Stranger Than Fiction: Curse of the Lincolns

Robert Lincoln image

Robert Lincoln became the only man in history to be linked to the assassinations of three U.S. presidents

By Michael Williams

Judging by the bizarre events in history it would appear that the Lincoln family has the unfortunate distinction of being forever linked to assassination. In the history of the United States, four U.S. presidents have died at the hands of an assassin. In each incident, a member of the Lincoln family was present.

On April 14, 1865, the night President Abraham Lincoln was fatally shot at Ford’s Theater, his wife Mary Todd Lincoln was sitting at his side. Moments after John Wilkes Booth shot the president at point blank range, the stricken commander-in-chief was carried across the street to a boarding house where he died the next morning. When the president heaved his final breath, his son Robert Todd Lincoln was at his side.

Incredibly, it was the first of three assassinations Robert Lincoln would be associated with and the first of four assassinations the Lincoln family would be tied to.

Sixteen years later, on July 2, 1881, Robert Lincoln accompanied President James Garfield to the Baltimore and Potomac Train Station. Moments later, a disgruntled attorney named Charles Guiteau stepped up behind Garfield and fired two shots. The first shot grazed the president’s arm. The second struck him in the back. Robert Lincoln was at Garfield’s side within seconds. Garfield later died from his wounds.

————

= EXERCISE BRIEF =
Repeat the article about the Lincoln family and presidential assassinations in full, word for word. The entries that come next are separate material with no connection to the article.

————

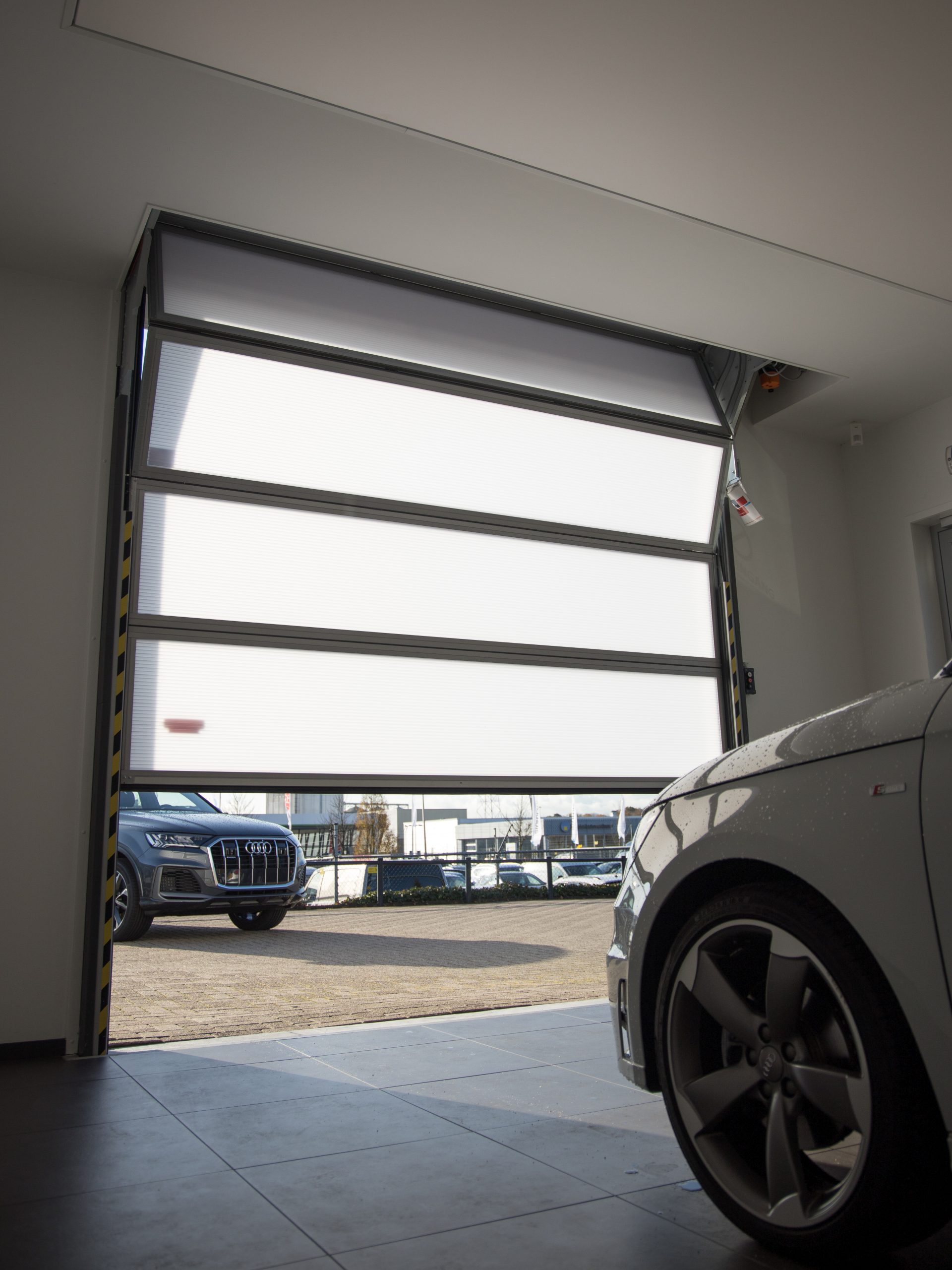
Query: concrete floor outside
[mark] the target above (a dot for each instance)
(200, 977)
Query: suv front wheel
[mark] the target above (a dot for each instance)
(258, 920)
(128, 920)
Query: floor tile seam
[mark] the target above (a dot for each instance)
(281, 1210)
(568, 1067)
(488, 1043)
(85, 1124)
(119, 1187)
(474, 1226)
(481, 1133)
(440, 1038)
(94, 1124)
(385, 1049)
(688, 1230)
(647, 1191)
(476, 1076)
(355, 1151)
(192, 1132)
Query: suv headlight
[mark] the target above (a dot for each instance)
(177, 840)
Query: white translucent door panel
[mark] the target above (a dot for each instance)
(218, 708)
(300, 568)
(246, 418)
(350, 309)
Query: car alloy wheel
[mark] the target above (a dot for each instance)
(121, 898)
(769, 1072)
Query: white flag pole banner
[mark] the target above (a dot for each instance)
(536, 824)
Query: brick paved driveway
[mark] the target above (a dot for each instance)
(194, 977)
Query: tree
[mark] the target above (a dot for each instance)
(337, 820)
(373, 833)
(521, 825)
(238, 803)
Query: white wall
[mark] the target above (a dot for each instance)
(55, 342)
(898, 484)
(796, 592)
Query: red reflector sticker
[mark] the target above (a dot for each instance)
(184, 724)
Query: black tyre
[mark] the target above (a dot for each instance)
(258, 920)
(794, 1083)
(128, 920)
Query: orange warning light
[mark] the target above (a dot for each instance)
(184, 724)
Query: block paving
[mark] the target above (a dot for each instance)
(200, 977)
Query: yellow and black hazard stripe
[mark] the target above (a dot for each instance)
(115, 789)
(735, 670)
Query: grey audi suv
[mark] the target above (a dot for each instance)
(179, 855)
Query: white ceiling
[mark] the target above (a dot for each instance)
(765, 239)
(821, 126)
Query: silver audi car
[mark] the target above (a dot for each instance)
(780, 971)
(178, 855)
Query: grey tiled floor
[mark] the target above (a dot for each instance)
(502, 1140)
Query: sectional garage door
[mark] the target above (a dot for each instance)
(389, 536)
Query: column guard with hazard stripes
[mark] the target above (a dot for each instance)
(105, 983)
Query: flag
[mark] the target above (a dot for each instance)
(536, 825)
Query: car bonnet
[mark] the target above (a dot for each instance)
(895, 714)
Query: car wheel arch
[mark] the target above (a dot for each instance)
(690, 896)
(126, 859)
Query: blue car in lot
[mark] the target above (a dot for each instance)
(179, 855)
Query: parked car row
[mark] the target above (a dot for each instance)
(408, 873)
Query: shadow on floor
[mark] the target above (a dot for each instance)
(348, 949)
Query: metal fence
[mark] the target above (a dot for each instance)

————

= COMPLETE OUTPUT =
Stranger Than Fiction: Curse of the Lincolns

Robert Lincoln image

Robert Lincoln became the only man in history to be linked to the assassinations of three U.S. presidents

By Michael Williams

Judging by the bizarre events in history it would appear that the Lincoln family has the unfortunate distinction of being forever linked to assassination. In the history of the United States, four U.S. presidents have died at the hands of an assassin. In each incident, a member of the Lincoln family was present.

On April 14, 1865, the night President Abraham Lincoln was fatally shot at Ford’s Theater, his wife Mary Todd Lincoln was sitting at his side. Moments after John Wilkes Booth shot the president at point blank range, the stricken commander-in-chief was carried across the street to a boarding house where he died the next morning. When the president heaved his final breath, his son Robert Todd Lincoln was at his side.

Incredibly, it was the first of three assassinations Robert Lincoln would be associated with and the first of four assassinations the Lincoln family would be tied to.

Sixteen years later, on July 2, 1881, Robert Lincoln accompanied President James Garfield to the Baltimore and Potomac Train Station. Moments later, a disgruntled attorney named Charles Guiteau stepped up behind Garfield and fired two shots. The first shot grazed the president’s arm. The second struck him in the back. Robert Lincoln was at Garfield’s side within seconds. Garfield later died from his wounds.